• _Short problem_: Repeat the records below word for word, but start at the line that contains "Practice: put a marker on each instance of the coat collar", stop after the last line, and include nothing else.

• _Data shown_:
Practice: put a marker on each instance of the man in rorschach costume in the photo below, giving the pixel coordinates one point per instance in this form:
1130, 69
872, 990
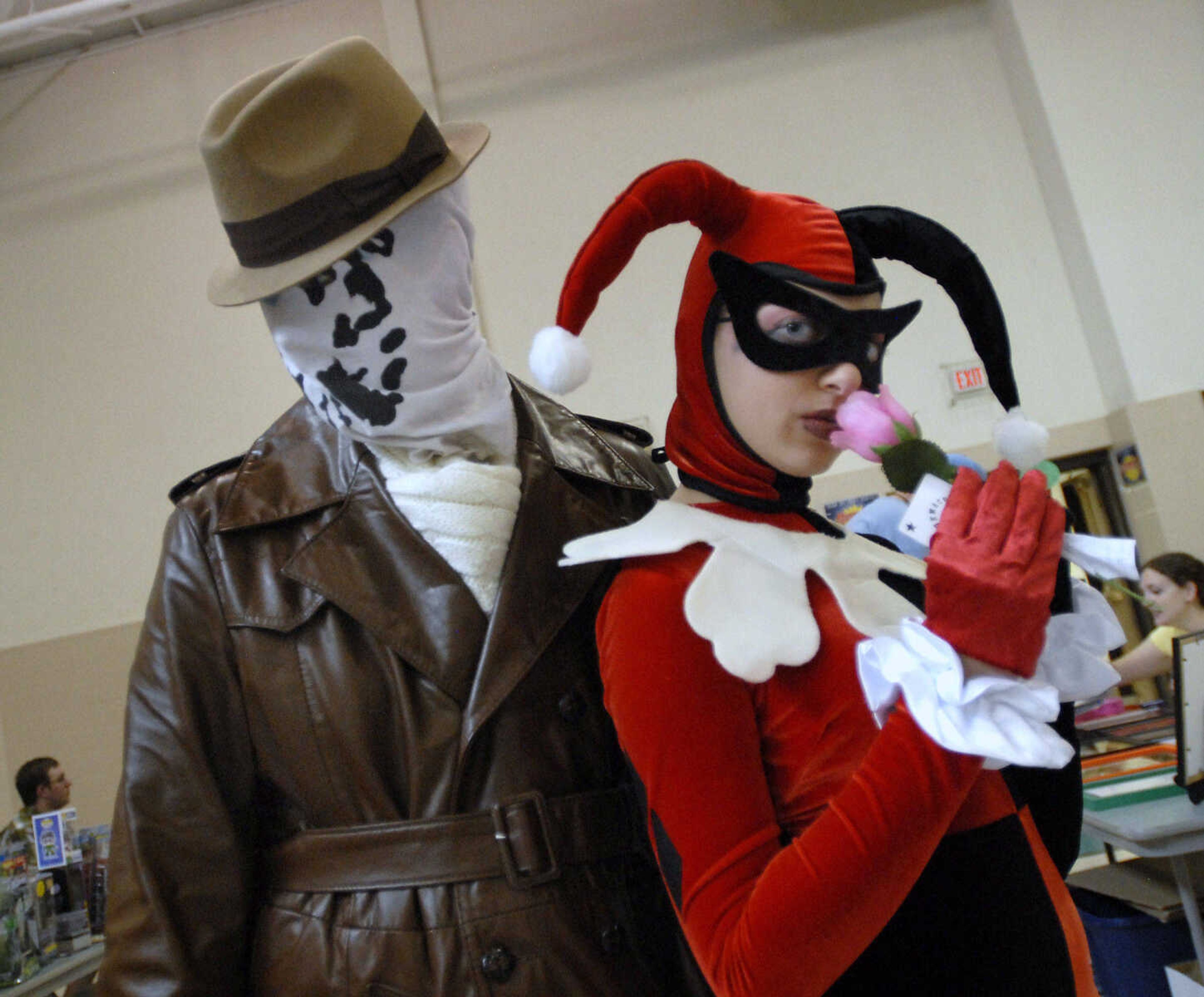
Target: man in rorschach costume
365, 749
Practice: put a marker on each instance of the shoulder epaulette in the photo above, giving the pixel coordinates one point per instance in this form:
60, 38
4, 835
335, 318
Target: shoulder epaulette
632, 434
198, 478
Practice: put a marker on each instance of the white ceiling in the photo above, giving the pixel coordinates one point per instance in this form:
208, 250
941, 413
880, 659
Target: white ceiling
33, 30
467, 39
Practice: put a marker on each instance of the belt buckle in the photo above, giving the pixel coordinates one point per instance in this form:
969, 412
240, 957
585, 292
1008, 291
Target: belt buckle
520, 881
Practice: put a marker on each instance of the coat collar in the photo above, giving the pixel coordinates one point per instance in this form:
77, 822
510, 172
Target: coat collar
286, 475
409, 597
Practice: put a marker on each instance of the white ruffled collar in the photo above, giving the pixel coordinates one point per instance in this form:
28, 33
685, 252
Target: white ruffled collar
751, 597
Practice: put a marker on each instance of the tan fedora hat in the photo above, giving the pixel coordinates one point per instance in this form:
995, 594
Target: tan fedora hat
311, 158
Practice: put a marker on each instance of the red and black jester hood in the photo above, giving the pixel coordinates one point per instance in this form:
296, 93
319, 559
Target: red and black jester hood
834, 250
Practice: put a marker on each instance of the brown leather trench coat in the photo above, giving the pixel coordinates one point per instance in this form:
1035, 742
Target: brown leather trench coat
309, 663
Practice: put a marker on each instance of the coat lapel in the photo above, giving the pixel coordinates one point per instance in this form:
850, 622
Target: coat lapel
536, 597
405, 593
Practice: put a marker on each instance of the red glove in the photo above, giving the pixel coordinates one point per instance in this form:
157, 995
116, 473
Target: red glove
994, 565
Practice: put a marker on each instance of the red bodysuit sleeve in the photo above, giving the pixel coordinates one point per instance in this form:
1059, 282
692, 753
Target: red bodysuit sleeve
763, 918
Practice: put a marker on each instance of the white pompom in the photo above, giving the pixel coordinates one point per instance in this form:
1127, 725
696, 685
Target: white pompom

• _Complete response_:
Practice: put a marker on each instance of the coat collar in the photo above, giving the pixel coordinates one point per instance in this form:
77, 822
510, 172
Target: coat collar
286, 475
409, 597
Practice: put a marker on each instance of the white ruffled collar in the photo above, giving the pixel coordinates one point per instance in this form:
28, 33
685, 252
Target: white ruffled collar
751, 597
Practice: put a marker on each instance of the tan fedora hat in the photo above, giving the pixel coordinates one point per instance in this form:
995, 594
Target: tan fedora hat
311, 158
Practice: put a marker on each instance of the red and black jester hood in the photo above, giving the pixel coordinates one point per instance in this form:
296, 93
319, 559
Target: red and black jester hood
834, 250
Practice: put a marker on each instance of the brown leather trench coat in the photo above, giving the pixel coordinates one point per instance in this form:
1035, 742
Target: brown leather trench coat
309, 663
Practice: put a marker on each instance of the coat lapel in the photo above, giving the pixel coordinates one point per instance in this form:
850, 622
Target: coat lapel
536, 597
405, 593
Practice: put a marker on each instance of the red glove in the photo above, giving the pixel coordinates one point per instance in this form:
157, 995
116, 473
Target: red glove
994, 565
Practice: put a marker on each instance of the red bodysuit sleeve in the photo above, giving the pixel coordinates one point per instance in this form:
1059, 282
692, 753
Target: red bodysuit sleeve
763, 918
Practice: put a marker on each instance of the white pompom in the photo above, giving the pixel coordinates one point per instance in this form:
1127, 725
696, 685
Target: white pompom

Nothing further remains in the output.